• Your goal
A full, word-for-word copy of the listing below is needed; leave the images out of it.

##### Entries provided #####

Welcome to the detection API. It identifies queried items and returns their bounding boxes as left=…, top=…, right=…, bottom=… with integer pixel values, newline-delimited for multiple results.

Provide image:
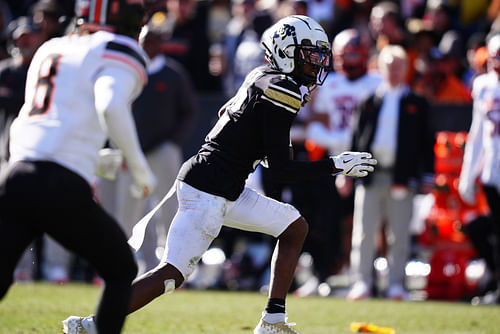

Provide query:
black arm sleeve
left=260, top=100, right=336, bottom=183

#####

• Final answer
Welcome to the detection API. It identifies queried items and returns their bounding boxes as left=…, top=…, right=…, bottom=… with integer pixel values, newline-delimited for multiple results.

Provide image:

Provide query:
black arm sleeve
left=260, top=100, right=336, bottom=183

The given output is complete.